### [Task A]
In the NP Analyst passage, reproduce everything from "- Gap-filling (Might" down to "correlate with activity.".
### [Task B]
According to the NP Analyst passage, which export settings must be selected in MZmine so that NP Analyst can read the .csv file?
### [Task C]
Why does the NP Analyst passage advise against Gap-filling when creating peak lists in MZmine?
::: Document passage :::
Download zipped mzML files
NOTE: Currently we cannot accept zip files from the native Mac OSX ‘compress’ tool because this creates hidden files in the zip that interfere with the uploader. A solution for Mac users is to use the third party compression tool Keka and to select the ‘Exclude Mac resource forks’ checkbox
Intensity Cutoffs
NP Analyst provides the option to set intensity cutoffs for MS data. This is recommended to exclude the often very large number of baseline data points present in raw MS files. Retention of all baseline signals dramatically increases analysis times, and occasionally leads to large, heavily interconnected networks that are difficult to interpret.
To determine appropriate cutoffs we recommend that users manually inspect scans at several positions in the chromatogram and identify the intensity value of the noise floor. Because the goal of NP Analyst is to identify diagnostic MS features from bioactive metabolites as ‘handles’ for compound isolation it is not necessary to capture every MS feature from every analyte in the sample set. Setting appropriate intensity cutoffs that remove the electronic and background noise from MS data simplifies both analysis and interpretation, and helps to prioritize features with high Activity and Cluster scores. In rare cases where all MS features from a bioactive metabolite are very low intensity the results file will not include any high priority candidates for those samples. In these cases, the analysis can be re-run with a lower intensity cutoff.
In our experience, increasing the MS intensity cutoff above the noise threshold has little impact on bioactive metabolite prioritization, but dramatically improves analysis times and simplifies results plots. As an alternative to manual inspection of input data, users can select intensity cutoffs from the table below. Note that these are ballpark recommendations based on user feedback, and may need to be modified for your instrument.
Manufacturer | Model | Suggested Intensity Cutoff |
---|---|---|
Waters | SYNAPT G2Si | 2000 |
Xevo | ||
Vion | ||
RDa | ||
Thermo | Orbitrap | 1e5 |
Agilent | 6530 | |
Bruker | timsTOF |
MZmine files
As a comprehensive metabolomics toolbox, MZmine allows users to create peak lists from MS raw data in the .mzML open-source format, but also supports certain vendor-specific raw file formats. We recommend users to use the latest MZmine build (≥ 2.53) and follow the developer guidelines and publicly available tutorials, which can be found here:
In brief, NP Analyst-readable peak lists are created in MZmine in a step-by-step process:
- Mass detectionChromatogram-building
- Chromatogram deconvolution
- Isotope grouping
- Alignment
- Peak filtering (optional, but recommended)
- Gap-filling (Might overestimate peak presence, NOT recommended*)
- Export peak list in comma-delimited .csv format
In order to allow NP Analyst to read the .csv file properly, the following export settings must be selected (see settings screenshot below, MZmine 2.53): Export common elements section
-
Export row m/z
-
Export row retention time
Export data file elements
- Peak area
* NP Analyst does not interpret intensities quantitatively, but converts zero and non-zero intensities into a peak presence and absence table. Even the smallest non-zero intensity would indicate the presence of a peak. Therefore, Gap-filling might overestimate the presence of peaks in the dataset that correlate with activity.
GNPS files
Global Natural Product Social Molecular Networking (GNPS) allows users to visualize structural relatedness of complex chemical mixtures based on shared MS/MS features. In order to create a GNPS network and get to know the platform better, we recommend users to follow the official tutorials offered by the developers and create a GNPS account.
In general, the GNPS workflow consists of three steps: MS raw data file upload, parameter selection, and the analysis itself. One of the result files that is created by the GNPS pipeline is the .graphml network file. This graphml file serves as the MS input file for NP Analyst and accompanies the activity .csv table. In terms of compatibility, only the result file of the classic Molecular Networking GNPS analysis is supported by NP Analyst (see attached GNPS web platform screenshot). Feature-based molecular networking (FBMN) is not supported, yet.
::: Information provided :::
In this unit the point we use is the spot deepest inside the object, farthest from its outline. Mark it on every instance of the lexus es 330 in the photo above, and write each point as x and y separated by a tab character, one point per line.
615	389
:::
### [Your response A]
- Gap-filling (Might overestimate peak presence, NOT recommended*)
- Export peak list in comma-delimited .csv format
In order to allow NP Analyst to read the .csv file properly, the following export settings must be selected (see settings screenshot below, MZmine 2.53): Export common elements section
-
Export row m/z
-
Export row retention time
Export data file elements
- Peak area
* NP Analyst does not interpret intensities quantitatively, but converts zero and non-zero intensities into a peak presence and absence table. Even the smallest non-zero intensity would indicate the presence of a peak. Therefore, Gap-filling might overestimate the presence of peaks in the dataset that correlate with activity.

### [Your response B]
- Export row m/z
- Export row retention time
- Peak area

### [Your response C]
NP Analyst does not treat intensities quantitatively. It converts zero and non-zero intensities into a table of peak presence and absence, so even the smallest non-zero intensity counts as a peak. Gap-filling might therefore overestimate the presence of peaks that correlate with activity.